Data provided:
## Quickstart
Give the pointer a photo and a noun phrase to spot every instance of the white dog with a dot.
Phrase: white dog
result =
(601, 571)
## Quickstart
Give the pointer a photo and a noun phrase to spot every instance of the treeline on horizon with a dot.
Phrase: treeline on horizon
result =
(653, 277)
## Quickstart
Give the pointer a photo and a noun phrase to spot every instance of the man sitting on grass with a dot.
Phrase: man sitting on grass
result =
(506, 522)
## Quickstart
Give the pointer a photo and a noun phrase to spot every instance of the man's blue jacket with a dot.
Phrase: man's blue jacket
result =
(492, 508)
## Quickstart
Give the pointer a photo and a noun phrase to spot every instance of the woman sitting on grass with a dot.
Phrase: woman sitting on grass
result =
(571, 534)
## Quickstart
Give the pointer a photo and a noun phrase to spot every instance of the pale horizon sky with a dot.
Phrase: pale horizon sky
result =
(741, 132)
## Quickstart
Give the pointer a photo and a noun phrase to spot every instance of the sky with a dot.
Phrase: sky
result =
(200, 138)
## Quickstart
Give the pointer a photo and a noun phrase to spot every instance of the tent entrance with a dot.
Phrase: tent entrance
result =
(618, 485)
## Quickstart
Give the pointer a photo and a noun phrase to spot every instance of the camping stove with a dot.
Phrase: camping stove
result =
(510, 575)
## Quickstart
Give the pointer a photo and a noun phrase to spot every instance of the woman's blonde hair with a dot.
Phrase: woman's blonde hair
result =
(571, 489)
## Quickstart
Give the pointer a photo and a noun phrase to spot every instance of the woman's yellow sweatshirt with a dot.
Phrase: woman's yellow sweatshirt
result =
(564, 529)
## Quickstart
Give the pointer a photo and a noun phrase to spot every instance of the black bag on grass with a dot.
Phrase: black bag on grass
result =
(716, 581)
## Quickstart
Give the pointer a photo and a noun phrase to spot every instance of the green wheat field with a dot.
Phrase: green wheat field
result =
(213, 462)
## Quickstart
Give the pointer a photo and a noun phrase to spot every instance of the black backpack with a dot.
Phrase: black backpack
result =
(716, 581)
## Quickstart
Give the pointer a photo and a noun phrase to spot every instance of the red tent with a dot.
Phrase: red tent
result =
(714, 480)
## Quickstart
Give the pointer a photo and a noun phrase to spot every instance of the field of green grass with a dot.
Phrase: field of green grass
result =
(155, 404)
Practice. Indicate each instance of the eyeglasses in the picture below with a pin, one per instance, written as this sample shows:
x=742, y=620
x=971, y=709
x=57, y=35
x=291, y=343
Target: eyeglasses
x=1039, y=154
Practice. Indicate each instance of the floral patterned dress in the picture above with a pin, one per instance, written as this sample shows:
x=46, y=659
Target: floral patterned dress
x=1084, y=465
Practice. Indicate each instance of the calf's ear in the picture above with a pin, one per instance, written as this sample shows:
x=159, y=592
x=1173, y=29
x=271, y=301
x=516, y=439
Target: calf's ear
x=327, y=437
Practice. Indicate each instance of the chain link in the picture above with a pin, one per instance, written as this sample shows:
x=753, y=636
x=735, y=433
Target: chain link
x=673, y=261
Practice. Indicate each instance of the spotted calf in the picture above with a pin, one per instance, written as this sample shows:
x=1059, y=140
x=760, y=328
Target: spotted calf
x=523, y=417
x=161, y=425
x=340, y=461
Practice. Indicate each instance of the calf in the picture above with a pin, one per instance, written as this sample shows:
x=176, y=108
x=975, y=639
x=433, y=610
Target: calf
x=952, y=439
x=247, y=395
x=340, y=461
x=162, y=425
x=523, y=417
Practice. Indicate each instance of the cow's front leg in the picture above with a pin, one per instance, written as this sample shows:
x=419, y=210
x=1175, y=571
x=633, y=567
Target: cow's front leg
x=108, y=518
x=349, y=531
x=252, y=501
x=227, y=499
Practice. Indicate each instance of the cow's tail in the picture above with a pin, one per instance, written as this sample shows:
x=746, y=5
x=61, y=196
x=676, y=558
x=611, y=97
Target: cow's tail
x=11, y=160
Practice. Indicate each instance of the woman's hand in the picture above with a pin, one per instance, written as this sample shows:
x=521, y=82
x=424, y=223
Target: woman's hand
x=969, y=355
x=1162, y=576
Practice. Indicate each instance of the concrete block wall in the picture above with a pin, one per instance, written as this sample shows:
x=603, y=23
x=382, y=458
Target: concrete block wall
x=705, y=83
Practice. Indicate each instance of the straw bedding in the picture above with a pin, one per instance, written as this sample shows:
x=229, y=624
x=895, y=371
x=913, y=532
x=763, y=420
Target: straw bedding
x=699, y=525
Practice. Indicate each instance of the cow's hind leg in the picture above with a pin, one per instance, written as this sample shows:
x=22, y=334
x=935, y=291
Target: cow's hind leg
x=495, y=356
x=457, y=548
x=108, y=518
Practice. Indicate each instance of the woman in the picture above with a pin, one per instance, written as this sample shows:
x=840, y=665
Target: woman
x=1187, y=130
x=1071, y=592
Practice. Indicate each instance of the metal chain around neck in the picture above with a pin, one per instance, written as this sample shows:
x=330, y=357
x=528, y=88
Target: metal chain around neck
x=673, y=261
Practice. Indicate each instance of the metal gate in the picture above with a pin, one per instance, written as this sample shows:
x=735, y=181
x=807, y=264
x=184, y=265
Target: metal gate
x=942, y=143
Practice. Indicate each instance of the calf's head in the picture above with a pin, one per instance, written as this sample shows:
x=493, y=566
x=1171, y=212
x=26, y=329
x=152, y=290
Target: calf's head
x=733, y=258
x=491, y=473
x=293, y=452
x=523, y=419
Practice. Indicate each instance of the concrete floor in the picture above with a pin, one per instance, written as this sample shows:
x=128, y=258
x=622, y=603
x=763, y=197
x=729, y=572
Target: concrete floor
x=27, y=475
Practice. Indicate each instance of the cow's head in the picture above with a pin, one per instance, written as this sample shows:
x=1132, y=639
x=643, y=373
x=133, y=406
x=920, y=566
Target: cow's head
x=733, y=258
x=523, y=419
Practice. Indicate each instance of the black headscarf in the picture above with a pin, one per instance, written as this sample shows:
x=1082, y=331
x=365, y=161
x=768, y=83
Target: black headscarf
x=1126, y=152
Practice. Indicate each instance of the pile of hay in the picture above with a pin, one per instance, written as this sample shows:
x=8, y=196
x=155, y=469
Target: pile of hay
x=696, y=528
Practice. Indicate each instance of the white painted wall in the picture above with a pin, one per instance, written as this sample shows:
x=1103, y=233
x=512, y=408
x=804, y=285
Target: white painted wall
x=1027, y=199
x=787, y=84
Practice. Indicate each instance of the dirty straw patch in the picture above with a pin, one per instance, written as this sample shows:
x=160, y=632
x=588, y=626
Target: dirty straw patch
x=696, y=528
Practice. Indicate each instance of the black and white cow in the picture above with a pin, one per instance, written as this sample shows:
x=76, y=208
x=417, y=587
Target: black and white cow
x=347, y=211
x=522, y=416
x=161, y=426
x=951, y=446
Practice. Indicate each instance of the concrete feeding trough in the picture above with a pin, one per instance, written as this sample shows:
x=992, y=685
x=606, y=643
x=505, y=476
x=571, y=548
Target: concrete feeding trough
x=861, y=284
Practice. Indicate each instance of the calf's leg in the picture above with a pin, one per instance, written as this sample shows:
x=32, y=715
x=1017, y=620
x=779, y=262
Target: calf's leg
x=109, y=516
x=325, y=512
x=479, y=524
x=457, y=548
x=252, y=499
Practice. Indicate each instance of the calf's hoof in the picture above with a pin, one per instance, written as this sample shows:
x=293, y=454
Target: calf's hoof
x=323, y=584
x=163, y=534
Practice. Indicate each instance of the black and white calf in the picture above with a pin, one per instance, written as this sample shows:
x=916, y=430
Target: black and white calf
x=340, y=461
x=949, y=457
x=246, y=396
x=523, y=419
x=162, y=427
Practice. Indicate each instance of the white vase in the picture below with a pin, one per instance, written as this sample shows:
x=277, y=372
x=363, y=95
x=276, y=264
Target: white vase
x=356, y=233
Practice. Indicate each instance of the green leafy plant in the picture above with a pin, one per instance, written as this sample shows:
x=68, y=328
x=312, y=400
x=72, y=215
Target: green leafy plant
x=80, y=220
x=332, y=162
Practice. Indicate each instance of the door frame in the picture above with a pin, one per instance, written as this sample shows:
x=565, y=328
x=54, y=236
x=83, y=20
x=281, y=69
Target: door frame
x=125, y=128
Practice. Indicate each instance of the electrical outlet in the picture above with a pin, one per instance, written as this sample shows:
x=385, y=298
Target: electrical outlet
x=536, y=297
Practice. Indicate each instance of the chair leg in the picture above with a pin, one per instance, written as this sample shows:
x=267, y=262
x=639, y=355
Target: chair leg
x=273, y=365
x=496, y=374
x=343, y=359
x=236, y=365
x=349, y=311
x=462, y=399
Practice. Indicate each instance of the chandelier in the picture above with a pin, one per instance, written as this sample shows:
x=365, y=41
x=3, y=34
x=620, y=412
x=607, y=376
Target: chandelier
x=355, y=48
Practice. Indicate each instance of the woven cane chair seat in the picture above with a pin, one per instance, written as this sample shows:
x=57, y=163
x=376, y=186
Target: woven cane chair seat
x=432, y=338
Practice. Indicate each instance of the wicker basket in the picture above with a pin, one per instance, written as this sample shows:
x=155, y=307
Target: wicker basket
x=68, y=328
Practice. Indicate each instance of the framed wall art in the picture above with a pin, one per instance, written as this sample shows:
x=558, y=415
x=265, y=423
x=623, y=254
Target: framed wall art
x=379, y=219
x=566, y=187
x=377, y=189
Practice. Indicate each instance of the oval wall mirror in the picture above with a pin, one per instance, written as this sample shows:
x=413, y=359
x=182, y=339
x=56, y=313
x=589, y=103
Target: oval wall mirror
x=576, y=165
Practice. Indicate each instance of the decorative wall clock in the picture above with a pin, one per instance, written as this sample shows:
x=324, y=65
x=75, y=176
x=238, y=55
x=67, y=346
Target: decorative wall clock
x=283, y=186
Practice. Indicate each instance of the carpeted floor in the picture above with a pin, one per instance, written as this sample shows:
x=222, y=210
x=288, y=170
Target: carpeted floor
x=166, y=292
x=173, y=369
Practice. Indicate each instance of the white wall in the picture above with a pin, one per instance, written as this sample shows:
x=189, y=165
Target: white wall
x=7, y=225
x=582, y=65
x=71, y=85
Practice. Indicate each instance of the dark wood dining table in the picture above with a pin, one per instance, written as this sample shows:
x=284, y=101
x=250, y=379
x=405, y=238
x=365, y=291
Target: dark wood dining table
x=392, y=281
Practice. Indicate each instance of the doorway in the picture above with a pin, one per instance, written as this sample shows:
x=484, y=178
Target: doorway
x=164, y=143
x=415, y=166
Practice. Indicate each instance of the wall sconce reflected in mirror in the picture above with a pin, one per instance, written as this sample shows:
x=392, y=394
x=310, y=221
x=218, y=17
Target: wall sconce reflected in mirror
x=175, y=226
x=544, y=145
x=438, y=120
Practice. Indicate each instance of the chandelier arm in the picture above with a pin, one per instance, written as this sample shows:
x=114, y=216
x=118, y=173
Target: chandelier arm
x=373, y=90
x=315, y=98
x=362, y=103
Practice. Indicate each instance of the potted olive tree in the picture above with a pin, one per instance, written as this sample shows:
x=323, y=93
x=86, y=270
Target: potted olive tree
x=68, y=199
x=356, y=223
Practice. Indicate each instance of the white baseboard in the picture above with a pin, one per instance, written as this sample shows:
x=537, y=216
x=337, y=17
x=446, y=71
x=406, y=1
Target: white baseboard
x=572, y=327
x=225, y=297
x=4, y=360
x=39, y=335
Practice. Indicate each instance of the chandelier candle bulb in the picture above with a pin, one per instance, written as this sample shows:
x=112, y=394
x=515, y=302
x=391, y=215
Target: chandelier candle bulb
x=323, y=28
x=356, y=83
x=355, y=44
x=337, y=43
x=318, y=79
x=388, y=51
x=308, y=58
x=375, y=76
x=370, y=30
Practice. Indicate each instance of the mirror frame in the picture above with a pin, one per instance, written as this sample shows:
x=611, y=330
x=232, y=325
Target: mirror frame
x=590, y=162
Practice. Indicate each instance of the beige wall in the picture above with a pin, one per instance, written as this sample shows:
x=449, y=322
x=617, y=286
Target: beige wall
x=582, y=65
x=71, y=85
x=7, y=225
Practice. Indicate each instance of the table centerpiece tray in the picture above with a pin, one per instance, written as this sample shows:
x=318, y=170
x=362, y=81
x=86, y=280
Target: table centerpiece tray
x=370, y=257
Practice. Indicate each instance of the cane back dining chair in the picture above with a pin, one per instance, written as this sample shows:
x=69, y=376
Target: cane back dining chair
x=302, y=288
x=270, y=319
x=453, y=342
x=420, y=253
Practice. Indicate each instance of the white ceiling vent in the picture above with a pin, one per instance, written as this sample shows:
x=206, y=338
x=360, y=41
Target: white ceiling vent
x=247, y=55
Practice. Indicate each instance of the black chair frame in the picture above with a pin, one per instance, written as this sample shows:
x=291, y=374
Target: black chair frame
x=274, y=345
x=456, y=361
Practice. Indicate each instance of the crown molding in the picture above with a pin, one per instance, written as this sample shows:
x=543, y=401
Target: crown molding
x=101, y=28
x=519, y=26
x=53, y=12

Exercise objective: Return, character for character, the lines starting at the one containing "Practice. Indicate each instance of the chandelier candle" and ending at the one containing "x=318, y=79", both included.

Solution to the exercise:
Practice. Indicate each instance of the chandelier candle bulb in the picture above with a pin, one per instance, written as this sample shows:
x=112, y=394
x=515, y=302
x=391, y=215
Target: chandelier candle bulb
x=323, y=28
x=356, y=83
x=355, y=44
x=337, y=43
x=318, y=79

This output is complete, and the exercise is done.